- [To be done] Set down every line of the records below verbatim, with no change to wording, numbers, or order.

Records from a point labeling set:

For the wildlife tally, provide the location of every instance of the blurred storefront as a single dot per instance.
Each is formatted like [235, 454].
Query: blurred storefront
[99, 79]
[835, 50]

- [Correct response]
For the wildlife tally, provide the location of every instance of the blurred storefront as a single dot per instance.
Each is formatted like [235, 454].
Query: blurred storefront
[99, 79]
[835, 50]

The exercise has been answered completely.